+++ Text under study +++

Overview / Introduction
The Portal™ is a completely immersive virtual reality system. It consists of a six sided cube that is suspended above the ground. Each side of the cube (also known as walls) including the floor and the roof act as virtual reality screens. Six High power projectors, project three dimensional images onto the walls. The Portal can accommodate up to 5 people at a time, giving them the illusion of being immersed in a virtual reality world. Because of its high degree of realism, the portal can be used for simulations, analysis of designs, interactions with Santos™ as well as experimental studies.

+++ Study material +++

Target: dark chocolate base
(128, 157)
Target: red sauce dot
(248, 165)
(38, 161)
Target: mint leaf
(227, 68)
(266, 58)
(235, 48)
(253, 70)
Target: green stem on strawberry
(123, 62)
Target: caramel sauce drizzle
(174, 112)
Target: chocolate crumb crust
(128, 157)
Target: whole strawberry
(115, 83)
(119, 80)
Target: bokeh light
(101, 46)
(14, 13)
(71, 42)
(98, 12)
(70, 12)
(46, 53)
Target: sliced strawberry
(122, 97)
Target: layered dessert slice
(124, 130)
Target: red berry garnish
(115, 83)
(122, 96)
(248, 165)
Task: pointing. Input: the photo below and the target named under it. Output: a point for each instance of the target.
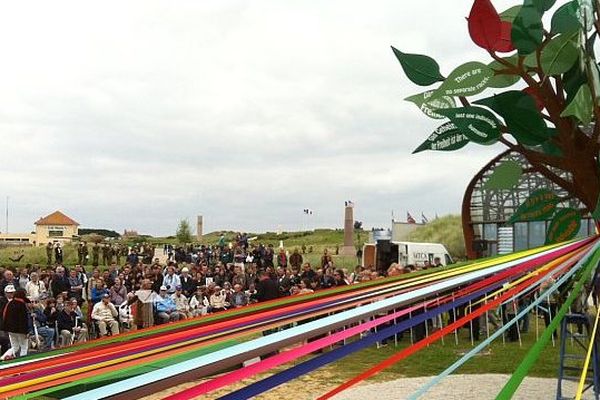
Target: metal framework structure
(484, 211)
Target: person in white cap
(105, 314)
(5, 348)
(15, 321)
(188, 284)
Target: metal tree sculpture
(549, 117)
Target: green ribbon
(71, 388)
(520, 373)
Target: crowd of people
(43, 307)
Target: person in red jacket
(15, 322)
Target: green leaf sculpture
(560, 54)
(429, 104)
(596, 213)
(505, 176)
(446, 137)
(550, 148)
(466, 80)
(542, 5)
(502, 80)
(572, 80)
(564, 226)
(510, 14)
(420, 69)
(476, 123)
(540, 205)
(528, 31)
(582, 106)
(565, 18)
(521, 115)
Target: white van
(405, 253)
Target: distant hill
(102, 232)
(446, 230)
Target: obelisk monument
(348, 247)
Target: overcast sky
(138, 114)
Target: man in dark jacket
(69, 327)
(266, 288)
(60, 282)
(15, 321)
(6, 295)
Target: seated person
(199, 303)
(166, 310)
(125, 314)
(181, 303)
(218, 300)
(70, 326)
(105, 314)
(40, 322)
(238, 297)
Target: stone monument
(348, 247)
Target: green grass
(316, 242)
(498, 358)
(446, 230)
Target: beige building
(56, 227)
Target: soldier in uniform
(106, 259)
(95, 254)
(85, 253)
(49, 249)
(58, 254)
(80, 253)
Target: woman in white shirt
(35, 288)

+++
+++ Study material +++

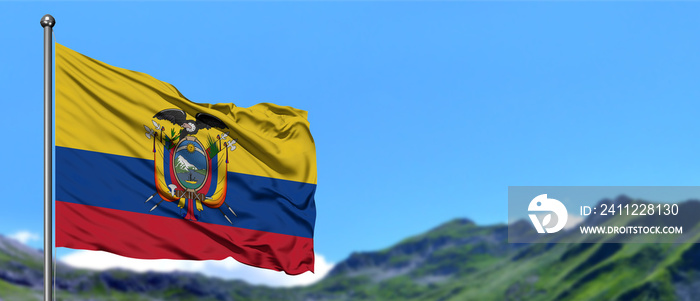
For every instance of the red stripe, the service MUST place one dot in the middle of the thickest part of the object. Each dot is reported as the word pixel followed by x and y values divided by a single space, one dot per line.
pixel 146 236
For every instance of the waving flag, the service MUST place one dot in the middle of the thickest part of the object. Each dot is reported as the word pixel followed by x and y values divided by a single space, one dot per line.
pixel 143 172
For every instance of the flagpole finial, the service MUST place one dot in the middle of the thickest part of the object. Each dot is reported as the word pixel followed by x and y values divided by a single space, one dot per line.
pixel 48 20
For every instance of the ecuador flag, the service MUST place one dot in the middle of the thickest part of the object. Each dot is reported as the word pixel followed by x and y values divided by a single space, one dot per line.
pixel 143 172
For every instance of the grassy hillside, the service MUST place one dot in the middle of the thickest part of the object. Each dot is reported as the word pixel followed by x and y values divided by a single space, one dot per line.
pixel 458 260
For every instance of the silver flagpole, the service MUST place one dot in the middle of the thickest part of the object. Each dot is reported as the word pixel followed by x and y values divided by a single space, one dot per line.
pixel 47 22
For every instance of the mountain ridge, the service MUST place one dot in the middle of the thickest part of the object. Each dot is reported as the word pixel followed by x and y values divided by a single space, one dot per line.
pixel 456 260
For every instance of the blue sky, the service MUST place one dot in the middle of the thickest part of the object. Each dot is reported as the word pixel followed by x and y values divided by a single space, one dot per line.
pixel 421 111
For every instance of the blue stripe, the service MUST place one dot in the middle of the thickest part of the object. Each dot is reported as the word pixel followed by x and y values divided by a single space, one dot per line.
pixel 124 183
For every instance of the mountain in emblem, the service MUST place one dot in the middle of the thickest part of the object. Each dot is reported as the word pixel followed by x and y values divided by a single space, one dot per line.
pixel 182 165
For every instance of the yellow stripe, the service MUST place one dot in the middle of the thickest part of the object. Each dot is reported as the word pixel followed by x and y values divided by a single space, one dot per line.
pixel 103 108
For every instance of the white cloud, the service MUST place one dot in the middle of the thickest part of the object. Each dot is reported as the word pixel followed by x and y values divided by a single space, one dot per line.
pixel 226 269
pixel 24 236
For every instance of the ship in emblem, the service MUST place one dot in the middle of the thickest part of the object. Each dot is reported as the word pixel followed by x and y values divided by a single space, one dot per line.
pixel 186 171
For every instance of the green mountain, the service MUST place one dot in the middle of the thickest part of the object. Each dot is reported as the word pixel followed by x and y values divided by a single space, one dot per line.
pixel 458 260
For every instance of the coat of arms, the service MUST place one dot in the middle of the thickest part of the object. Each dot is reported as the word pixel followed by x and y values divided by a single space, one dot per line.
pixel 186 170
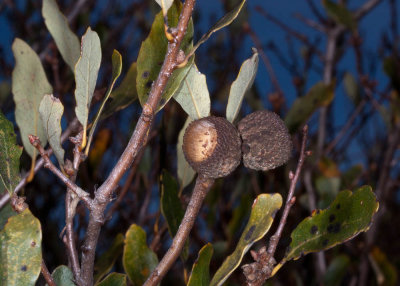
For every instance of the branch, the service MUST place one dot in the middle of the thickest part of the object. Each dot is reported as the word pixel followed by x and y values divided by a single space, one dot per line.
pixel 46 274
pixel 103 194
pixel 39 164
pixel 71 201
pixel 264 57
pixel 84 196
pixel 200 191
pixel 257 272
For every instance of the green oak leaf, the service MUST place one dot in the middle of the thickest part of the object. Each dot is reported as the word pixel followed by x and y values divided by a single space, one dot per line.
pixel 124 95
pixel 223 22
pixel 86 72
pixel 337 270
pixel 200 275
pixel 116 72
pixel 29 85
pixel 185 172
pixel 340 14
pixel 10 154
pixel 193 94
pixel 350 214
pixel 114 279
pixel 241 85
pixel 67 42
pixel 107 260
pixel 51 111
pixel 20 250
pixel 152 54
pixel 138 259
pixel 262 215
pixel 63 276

+++
+++ Study material +++

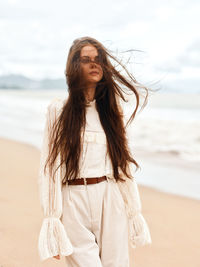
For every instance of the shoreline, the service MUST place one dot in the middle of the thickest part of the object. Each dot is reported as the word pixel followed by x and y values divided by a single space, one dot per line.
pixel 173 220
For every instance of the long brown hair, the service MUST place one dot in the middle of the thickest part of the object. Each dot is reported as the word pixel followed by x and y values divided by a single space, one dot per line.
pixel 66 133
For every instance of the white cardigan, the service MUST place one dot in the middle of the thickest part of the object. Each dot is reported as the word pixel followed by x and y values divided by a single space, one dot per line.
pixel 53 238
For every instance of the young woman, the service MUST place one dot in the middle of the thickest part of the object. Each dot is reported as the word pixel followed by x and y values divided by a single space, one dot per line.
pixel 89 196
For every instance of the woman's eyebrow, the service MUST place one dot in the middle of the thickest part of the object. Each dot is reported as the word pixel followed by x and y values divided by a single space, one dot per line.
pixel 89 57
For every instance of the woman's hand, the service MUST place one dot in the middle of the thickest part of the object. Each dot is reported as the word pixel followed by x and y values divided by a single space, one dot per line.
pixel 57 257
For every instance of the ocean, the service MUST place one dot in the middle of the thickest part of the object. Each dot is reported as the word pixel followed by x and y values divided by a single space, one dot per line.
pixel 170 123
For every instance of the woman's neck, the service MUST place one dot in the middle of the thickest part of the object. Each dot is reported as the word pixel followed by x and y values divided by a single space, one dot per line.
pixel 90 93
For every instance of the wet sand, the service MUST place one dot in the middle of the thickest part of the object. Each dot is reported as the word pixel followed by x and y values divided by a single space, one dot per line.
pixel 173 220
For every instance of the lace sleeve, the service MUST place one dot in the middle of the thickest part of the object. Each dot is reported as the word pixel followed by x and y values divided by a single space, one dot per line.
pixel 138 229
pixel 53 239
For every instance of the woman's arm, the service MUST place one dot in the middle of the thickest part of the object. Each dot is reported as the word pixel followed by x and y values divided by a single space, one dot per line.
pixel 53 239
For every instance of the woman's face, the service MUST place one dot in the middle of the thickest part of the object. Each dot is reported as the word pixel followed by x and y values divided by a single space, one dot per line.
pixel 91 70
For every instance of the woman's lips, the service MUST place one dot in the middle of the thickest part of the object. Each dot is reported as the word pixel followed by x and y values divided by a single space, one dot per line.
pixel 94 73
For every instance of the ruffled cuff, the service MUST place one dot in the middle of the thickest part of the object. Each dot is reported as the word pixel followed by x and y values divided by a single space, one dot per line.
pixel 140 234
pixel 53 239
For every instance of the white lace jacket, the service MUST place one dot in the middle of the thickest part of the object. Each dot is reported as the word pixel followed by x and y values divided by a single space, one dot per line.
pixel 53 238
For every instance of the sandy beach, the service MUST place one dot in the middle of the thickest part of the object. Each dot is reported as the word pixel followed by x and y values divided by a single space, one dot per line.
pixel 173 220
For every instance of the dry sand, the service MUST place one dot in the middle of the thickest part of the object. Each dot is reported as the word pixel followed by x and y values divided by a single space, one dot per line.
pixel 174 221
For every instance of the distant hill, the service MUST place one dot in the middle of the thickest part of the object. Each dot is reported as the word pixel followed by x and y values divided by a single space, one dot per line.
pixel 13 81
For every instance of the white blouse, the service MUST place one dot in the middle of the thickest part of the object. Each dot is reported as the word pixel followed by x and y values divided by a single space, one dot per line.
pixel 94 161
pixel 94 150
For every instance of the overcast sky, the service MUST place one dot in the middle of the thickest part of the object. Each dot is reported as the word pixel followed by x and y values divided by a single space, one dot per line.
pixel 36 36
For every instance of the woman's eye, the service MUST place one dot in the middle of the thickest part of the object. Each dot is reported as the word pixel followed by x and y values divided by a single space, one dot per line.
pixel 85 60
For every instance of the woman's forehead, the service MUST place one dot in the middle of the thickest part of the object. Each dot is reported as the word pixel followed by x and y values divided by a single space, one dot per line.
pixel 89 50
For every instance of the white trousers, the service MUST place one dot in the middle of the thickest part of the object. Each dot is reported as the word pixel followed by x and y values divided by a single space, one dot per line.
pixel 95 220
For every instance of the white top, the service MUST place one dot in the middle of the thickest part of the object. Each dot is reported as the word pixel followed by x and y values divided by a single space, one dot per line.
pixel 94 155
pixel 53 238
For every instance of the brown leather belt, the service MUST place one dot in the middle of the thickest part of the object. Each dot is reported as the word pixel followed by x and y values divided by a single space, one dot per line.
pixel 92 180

+++

Task item A => How would you translate this sentence from the Portal overview into Spanish: "The Portal can accommodate up to 5 people at a time, giving them the illusion of being immersed in a virtual reality world."
Task item B => Can you set down, word for word, the part of the Portal overview starting with "Overview / Introduction" and going on through "as experimental studies."?
The records were taken from a different source than the text.

Written answer A => El Portal puede albergar hasta 5 personas a la vez, lo que les da la ilusión de estar inmersas en un mundo de realidad virtual.

Written answer B =>
Overview / Introduction
The Portal™ is a completely immersive virtual reality system. It consists of a six sided cube that is suspended above the ground. Each side of the cube (also known as walls) including the floor and the roof act as virtual reality screens. Six High power projectors, project three dimensional images onto the walls. The Portal can accommodate up to 5 people at a time, giving them the illusion of being immersed in a virtual reality world. Because of its high degree of realism, the portal can be used for simulations, analysis of designs, interactions with Santos™ as well as experimental studies.